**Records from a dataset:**
'''
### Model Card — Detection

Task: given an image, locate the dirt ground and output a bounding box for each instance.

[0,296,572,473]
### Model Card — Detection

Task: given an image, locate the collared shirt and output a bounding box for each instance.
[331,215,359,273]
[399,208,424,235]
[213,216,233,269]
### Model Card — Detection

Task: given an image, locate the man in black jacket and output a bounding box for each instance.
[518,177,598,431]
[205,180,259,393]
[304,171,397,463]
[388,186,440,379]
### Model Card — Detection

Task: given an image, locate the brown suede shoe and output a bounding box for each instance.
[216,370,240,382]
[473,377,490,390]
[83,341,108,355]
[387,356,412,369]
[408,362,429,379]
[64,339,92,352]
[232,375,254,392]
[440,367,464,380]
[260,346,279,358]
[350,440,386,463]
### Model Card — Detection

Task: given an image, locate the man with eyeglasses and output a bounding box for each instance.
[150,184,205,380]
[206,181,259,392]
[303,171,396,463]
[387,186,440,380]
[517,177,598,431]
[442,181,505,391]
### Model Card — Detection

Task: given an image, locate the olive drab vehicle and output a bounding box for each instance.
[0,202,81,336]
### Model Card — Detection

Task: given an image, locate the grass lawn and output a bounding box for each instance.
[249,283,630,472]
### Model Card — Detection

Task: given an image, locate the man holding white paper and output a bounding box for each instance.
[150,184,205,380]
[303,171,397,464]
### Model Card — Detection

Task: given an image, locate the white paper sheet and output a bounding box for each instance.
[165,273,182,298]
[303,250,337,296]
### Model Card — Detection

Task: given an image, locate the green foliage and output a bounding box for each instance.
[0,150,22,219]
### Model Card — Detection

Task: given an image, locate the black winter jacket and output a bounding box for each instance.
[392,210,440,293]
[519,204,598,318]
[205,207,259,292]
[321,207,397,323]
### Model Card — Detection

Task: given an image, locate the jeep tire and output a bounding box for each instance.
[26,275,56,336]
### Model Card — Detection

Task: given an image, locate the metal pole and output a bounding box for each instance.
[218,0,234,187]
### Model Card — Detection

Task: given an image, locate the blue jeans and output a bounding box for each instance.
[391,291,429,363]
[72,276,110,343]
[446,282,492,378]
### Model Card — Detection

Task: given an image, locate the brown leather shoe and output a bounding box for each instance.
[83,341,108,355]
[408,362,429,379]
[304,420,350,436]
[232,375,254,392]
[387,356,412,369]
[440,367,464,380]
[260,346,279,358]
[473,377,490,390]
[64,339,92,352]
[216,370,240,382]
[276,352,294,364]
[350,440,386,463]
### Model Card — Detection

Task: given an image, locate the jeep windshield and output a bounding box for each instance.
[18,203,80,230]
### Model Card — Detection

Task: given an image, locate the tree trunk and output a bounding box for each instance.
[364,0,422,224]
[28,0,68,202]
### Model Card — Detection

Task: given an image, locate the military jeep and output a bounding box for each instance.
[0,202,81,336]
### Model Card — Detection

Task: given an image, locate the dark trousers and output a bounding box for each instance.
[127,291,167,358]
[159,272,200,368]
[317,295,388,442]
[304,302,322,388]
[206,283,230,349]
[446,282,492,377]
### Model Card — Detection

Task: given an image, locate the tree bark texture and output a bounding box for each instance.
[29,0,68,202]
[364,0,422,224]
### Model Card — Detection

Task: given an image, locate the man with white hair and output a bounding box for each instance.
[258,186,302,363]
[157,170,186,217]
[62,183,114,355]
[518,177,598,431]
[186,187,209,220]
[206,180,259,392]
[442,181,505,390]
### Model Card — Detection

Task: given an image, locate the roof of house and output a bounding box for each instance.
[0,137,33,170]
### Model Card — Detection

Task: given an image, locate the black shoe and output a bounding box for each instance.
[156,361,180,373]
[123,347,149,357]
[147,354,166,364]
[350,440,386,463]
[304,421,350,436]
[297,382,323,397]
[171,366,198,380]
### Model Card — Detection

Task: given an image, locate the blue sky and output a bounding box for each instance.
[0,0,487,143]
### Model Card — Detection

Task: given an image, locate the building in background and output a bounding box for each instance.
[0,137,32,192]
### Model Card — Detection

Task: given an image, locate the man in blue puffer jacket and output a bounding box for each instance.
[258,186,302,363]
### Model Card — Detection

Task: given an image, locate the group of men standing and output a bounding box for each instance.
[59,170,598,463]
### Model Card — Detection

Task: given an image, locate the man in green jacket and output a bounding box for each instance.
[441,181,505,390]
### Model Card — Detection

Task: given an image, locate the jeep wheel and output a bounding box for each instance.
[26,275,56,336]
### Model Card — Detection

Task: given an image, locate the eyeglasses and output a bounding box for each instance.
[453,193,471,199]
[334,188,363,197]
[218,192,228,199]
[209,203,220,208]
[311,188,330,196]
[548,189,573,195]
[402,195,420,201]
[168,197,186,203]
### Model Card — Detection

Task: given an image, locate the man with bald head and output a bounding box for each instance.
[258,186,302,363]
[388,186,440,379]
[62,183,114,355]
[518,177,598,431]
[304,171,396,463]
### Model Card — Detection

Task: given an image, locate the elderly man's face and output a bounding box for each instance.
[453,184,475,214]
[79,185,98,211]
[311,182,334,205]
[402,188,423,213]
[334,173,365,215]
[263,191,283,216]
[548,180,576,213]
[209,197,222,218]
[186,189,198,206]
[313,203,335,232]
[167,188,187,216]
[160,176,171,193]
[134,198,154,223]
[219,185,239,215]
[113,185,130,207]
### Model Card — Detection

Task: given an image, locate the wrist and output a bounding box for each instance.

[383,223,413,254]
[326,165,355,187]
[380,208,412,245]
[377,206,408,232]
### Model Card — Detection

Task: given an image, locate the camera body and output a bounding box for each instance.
'''
**Aim of the task:** Nothing in the records should change when you repeat them all.

**Answer space:**
### Model Card — Detection

Task: given an image, locate the dirt ground and output a bounding box for each instance.

[0,296,572,473]
### Model Card — Detection

Task: given an image, locate the collared shirt and output a bounding box for each instance.
[331,215,359,273]
[399,208,424,235]
[213,216,233,269]
### Model Card — Detection

Task: given an image, locate the man in black jacket and output a bounding box for each instance.
[518,177,598,431]
[205,180,259,393]
[304,171,397,463]
[388,186,440,379]
### Model Card — Detection

Task: given an image, locate the brown suede shoe and output a bounding box for each instance.
[216,370,240,382]
[473,377,490,390]
[83,341,108,355]
[387,356,412,369]
[408,362,429,379]
[64,339,92,352]
[232,375,254,392]
[440,367,464,380]
[260,346,279,358]
[350,440,386,463]
### Model Card — Detection

Task: given an image, locate the man with eyeglasses and output a bounding box for each instance.
[150,184,205,380]
[206,181,259,392]
[303,171,396,463]
[387,186,440,380]
[517,177,598,431]
[442,181,505,391]
### Model Card — Detection

Task: given an image, locate the olive drab vehicle and output a bounding box for each instance.
[0,202,81,336]
### Model Card — Detection

Task: given an image, locate the grass lawn and output a bounding box for each instance.
[249,283,630,472]
### Model Card — Detection

Task: given an image, locate the man holding white paper and output a bounding box for each instance.
[150,184,205,380]
[303,171,397,464]
### Model Card — Detection

Task: given an image, locate the white paper sheet and output a bounding box for each instance.
[165,273,182,298]
[303,250,337,296]
### Model Card — Detection

Task: given an image, locate the green foliage and output a bounding box for each instance.
[0,150,22,219]
### Model Card — Detection

Task: given an image, locate the black winter jacket and output a bounding box for each instance.
[392,210,440,293]
[519,204,598,318]
[205,207,259,292]
[321,207,397,323]
### Model Card — Detection

Task: given an image, locate the jeep tire and output a bounding box for each instance.
[26,275,56,336]
### Model Card — Detection

Task: given an image, locate the metal pole and output a bounding box for each instance.
[218,0,234,187]
### Model Card — Detection

Task: given an image, locate the blue jeans and output a bounding box for each instance.
[391,291,429,363]
[72,276,110,343]
[446,282,492,378]
### Model Card — Detection

Task: given an image, locate the brown leather shoe and output a bounding box for each instance.
[83,341,108,355]
[408,362,429,379]
[304,420,350,436]
[232,375,254,392]
[387,356,412,369]
[440,367,464,380]
[260,346,279,358]
[473,377,490,390]
[64,339,92,352]
[216,370,240,382]
[276,352,294,364]
[350,440,386,463]
### Model Card — Detection

Task: given an image, locate the jeep windshield and output a bounding box for each instance.
[18,203,80,230]
### Model Card — Detection

Task: given an image, locate the tree trunk and output a bounding box for each instance.
[364,0,422,224]
[28,0,68,202]
### Model Card — Detection

Task: given an image, locate the military jeep and output a bounding box for each instance.
[0,202,81,336]
### Model Card — Detection

Task: given an image, locate the dark trousers and output a bounding box for each instance.
[127,291,167,358]
[159,272,200,368]
[317,295,388,442]
[304,302,322,388]
[206,283,230,349]
[446,282,492,377]
### Model Card — Detection

Task: given an image, locate the tree bark texture and output a bounding box for each instance.
[29,0,68,202]
[364,0,422,224]
### Model Card — Detection

Task: given an image, locate the man with white hair and output a bounding box for each instance.
[258,186,302,363]
[157,170,186,217]
[62,183,114,355]
[518,177,598,431]
[186,187,209,220]
[206,180,259,392]
[442,181,505,390]
### Model Card — Detection

Task: given an image, locate the roof of house and output a bounding box for each instance.
[0,137,33,170]
### Model Card — Detection

Task: given an image, locate the black shoe and output a bounding box for each instance.
[156,361,180,373]
[123,347,149,357]
[147,354,166,364]
[350,440,386,463]
[304,421,350,436]
[297,382,323,397]
[171,366,198,380]
### Model Card — Detection

Task: given an image, locate the blue sky and output a bounding box for each instance.
[0,0,487,143]
### Model Card — Detection

Task: given an image, locate the building in background and output a bounding box for each instance.
[0,137,32,192]
### Model Card — Detection

Task: given an image, locate the man in blue puffer jacket and output a bounding box for each instance.
[258,186,302,363]
### Model Card — Detection

Task: given an image, locate the group of men standing and output a bounding box for each instance.
[59,170,598,463]
### Model Card — Detection

Task: given an image, locate the man in green jacket and output a bounding box for each instance.
[441,181,505,390]
### Model Card — Detection

Task: given an image, locate the jeep wheel and output a bounding box for each instance.
[26,275,56,336]
### Model Card — Detection

Task: given an image, locate the eyeglasses and output a bounding box for each instance.
[453,193,471,199]
[334,188,363,197]
[218,192,228,199]
[209,203,220,208]
[311,188,330,196]
[548,189,573,195]
[402,195,420,201]
[168,197,186,203]
### Model Card — Detection

Task: given an image, locate the man with bald head and output a bounding box for each instance.
[258,186,302,363]
[388,186,440,379]
[62,183,114,355]
[518,177,598,431]
[304,171,396,463]
### Model Card — Detection

Task: given an image, locate the elderly man's face and output a bounding box for each instance.
[453,184,475,214]
[79,185,98,211]
[311,182,334,205]
[402,188,423,213]
[334,173,365,215]
[263,191,283,216]
[548,180,576,213]
[209,197,222,218]
[186,189,198,206]
[313,203,335,232]
[167,188,187,216]
[160,176,171,193]
[134,198,154,223]
[219,185,239,215]
[113,185,130,207]
### Model Card — Detection

Task: given an image, locate the wrist and output a bounding box for each instance.

[383,223,413,254]
[326,165,355,187]
[380,208,412,245]
[377,206,408,232]
### Model Card — Detection

Task: given an image, locate the camera body and output a bounding box for each instance.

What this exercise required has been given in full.